- Data for this exercise:
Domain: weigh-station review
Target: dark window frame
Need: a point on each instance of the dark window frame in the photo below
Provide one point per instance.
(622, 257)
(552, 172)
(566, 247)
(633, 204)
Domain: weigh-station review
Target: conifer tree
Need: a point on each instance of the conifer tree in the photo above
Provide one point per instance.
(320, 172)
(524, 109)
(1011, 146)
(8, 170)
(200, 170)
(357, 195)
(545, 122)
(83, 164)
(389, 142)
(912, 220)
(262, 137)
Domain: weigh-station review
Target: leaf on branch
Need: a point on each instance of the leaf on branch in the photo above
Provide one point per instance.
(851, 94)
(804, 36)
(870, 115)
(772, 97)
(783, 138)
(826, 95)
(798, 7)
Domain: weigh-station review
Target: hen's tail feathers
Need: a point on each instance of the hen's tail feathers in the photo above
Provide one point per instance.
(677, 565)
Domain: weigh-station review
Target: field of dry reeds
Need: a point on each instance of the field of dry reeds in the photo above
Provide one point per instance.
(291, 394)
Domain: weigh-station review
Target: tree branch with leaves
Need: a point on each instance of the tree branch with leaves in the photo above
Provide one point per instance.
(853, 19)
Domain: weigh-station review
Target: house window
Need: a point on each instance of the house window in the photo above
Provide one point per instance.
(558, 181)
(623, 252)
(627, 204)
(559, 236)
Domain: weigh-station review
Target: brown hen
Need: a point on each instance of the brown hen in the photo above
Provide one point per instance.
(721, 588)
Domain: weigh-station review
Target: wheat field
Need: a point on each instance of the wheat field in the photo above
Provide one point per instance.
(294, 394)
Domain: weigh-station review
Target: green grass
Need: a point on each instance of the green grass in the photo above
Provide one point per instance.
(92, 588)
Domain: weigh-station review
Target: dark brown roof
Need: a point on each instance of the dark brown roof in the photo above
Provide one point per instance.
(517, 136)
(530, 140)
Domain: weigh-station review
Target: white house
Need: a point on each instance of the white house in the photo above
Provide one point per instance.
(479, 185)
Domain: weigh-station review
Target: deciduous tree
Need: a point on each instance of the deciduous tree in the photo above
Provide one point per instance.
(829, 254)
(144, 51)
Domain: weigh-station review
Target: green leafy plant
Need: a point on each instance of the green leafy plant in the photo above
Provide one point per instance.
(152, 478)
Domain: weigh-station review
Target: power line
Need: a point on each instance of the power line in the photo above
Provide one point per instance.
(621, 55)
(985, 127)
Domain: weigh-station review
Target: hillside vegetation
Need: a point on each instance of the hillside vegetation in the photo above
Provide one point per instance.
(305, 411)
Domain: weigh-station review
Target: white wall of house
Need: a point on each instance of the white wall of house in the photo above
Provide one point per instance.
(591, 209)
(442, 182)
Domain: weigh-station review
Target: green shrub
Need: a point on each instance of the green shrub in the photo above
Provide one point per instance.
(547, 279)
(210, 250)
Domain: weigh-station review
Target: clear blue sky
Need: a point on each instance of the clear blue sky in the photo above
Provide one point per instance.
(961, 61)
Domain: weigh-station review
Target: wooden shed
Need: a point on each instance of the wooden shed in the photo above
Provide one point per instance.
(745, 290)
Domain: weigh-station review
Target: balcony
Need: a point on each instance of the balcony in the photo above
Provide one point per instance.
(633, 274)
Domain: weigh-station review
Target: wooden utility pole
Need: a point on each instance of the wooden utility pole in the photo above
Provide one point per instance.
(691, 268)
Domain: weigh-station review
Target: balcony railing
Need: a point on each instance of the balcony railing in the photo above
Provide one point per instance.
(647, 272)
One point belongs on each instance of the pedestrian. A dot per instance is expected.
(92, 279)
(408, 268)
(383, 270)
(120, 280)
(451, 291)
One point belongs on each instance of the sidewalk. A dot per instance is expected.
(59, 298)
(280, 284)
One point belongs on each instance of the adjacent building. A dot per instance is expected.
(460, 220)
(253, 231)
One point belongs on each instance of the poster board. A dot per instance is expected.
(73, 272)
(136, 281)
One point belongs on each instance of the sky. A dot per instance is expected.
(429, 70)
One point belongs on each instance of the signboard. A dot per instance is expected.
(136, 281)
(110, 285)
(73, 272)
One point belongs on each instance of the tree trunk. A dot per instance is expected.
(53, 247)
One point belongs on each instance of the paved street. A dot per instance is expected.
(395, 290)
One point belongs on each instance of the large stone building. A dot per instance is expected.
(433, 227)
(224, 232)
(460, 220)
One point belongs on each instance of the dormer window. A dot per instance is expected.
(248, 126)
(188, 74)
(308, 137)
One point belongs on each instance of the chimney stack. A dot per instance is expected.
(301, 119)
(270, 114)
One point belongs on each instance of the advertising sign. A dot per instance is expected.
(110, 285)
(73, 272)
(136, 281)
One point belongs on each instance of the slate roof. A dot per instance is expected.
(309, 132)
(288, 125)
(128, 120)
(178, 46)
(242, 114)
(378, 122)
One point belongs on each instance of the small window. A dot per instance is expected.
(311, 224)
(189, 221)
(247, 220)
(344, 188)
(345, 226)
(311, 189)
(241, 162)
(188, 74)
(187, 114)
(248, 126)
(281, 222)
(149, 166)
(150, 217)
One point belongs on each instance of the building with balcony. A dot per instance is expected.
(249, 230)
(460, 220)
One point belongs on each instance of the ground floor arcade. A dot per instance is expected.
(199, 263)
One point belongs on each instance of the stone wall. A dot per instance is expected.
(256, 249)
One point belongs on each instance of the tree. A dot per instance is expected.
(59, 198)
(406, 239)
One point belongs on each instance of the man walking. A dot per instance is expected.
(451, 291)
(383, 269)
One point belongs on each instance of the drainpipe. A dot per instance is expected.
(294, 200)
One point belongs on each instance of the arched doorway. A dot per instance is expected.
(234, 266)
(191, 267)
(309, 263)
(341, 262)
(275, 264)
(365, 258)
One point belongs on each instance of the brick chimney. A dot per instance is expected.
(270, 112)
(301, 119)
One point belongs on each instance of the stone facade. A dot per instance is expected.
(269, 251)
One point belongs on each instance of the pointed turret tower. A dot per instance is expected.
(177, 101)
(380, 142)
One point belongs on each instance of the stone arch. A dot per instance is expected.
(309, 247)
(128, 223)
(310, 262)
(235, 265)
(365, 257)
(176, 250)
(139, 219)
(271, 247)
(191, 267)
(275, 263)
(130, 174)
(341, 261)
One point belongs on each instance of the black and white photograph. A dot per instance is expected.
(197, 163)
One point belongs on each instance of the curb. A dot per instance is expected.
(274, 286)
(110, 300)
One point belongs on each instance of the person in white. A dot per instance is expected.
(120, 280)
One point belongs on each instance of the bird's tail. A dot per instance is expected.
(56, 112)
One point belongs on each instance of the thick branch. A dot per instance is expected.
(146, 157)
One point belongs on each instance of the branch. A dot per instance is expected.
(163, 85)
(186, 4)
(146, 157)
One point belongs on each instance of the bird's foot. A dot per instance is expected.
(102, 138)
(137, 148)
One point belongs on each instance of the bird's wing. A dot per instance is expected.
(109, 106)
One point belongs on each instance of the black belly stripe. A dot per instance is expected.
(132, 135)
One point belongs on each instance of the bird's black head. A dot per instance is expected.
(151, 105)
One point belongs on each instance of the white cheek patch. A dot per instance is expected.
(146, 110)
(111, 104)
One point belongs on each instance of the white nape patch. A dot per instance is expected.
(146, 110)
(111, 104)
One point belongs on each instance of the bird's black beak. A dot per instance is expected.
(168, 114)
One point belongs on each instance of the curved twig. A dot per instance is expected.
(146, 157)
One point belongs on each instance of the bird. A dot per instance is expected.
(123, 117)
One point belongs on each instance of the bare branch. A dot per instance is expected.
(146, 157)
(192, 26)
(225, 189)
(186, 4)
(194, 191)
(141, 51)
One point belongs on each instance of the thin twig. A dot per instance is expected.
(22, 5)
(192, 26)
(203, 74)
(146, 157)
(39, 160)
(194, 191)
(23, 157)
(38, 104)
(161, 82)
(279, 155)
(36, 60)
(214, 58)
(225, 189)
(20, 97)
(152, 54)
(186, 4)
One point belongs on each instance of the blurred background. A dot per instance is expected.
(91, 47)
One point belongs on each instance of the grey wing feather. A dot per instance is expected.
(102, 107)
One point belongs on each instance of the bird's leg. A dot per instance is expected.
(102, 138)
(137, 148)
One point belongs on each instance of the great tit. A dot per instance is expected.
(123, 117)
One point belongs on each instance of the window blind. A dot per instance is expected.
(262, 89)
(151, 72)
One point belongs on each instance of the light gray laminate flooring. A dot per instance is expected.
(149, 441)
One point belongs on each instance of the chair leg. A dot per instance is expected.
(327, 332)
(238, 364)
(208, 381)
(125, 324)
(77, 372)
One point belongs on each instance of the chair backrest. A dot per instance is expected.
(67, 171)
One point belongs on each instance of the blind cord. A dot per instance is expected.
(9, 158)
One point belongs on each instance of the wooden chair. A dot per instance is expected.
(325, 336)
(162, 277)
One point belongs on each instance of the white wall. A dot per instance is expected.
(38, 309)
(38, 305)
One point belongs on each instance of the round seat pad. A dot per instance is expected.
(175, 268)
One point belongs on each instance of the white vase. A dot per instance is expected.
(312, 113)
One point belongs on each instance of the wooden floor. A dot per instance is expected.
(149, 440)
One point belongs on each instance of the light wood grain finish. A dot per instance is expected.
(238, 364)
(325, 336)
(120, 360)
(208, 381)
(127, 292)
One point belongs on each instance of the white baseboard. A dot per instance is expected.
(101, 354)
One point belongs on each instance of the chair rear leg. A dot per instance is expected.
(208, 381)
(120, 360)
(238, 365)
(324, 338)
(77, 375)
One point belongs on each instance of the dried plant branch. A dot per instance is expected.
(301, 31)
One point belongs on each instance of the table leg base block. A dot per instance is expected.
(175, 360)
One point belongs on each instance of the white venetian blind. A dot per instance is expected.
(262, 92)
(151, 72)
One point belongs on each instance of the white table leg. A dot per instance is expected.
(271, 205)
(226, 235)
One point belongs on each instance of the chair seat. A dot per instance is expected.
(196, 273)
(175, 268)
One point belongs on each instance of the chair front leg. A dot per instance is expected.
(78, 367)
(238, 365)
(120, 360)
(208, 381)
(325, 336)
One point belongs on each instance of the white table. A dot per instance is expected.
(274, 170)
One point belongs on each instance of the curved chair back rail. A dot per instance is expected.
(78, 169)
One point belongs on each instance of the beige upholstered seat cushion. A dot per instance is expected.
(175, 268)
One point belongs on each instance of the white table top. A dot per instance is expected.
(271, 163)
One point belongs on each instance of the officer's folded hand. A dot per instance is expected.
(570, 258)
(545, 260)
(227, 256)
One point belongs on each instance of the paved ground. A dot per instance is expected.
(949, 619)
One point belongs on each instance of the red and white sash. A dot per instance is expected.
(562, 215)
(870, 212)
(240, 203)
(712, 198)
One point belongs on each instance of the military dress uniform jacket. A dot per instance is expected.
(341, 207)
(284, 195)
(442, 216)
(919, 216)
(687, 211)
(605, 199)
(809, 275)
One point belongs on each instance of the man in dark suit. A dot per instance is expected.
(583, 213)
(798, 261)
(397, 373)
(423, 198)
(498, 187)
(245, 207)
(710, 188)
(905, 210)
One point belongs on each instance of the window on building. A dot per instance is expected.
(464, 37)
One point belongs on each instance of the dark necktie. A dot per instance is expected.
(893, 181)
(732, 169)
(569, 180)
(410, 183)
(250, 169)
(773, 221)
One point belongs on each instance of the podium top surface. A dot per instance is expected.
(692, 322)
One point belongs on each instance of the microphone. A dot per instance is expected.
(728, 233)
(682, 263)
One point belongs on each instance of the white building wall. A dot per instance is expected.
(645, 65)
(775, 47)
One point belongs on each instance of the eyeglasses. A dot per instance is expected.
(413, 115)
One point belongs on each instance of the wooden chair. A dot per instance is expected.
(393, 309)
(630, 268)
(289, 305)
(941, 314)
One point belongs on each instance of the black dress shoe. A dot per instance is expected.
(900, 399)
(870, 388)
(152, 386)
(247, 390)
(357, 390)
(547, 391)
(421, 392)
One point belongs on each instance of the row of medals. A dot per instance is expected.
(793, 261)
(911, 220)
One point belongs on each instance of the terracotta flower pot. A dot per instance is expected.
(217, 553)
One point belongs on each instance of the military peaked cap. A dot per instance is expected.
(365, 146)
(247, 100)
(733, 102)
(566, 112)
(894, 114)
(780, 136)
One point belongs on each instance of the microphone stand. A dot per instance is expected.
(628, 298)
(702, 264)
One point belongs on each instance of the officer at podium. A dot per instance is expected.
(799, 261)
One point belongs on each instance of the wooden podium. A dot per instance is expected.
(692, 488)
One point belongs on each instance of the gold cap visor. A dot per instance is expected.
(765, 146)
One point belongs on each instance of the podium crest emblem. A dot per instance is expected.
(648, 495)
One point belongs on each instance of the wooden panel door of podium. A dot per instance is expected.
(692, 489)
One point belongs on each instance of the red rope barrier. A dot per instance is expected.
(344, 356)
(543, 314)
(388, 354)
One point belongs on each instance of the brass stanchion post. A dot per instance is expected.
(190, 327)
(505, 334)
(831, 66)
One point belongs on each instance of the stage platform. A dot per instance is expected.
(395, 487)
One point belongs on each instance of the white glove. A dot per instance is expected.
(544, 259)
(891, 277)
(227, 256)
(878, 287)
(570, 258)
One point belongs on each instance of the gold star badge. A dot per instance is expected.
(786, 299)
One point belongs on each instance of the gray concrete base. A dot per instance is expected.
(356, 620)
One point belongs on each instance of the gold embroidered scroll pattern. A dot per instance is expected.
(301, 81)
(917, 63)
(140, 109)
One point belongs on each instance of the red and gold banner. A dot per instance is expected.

- Problem requirements:
Could you print exactly the lines from the one containing "One point belongs on each instance of the gold star" through the last line of the records above?

- Expected answer:
One point belongs on each instance of the gold star badge. A dot per instance is expected.
(786, 299)
One point belongs on each instance of the gray concrete base. A dot per instance is expected.
(356, 620)
One point belongs on each instance of the gold embroidered scroll pattern. A dot per instance is expected.
(301, 81)
(917, 63)
(140, 109)
One point belongs on each instance of the red and gold banner. A dot per instance is expected.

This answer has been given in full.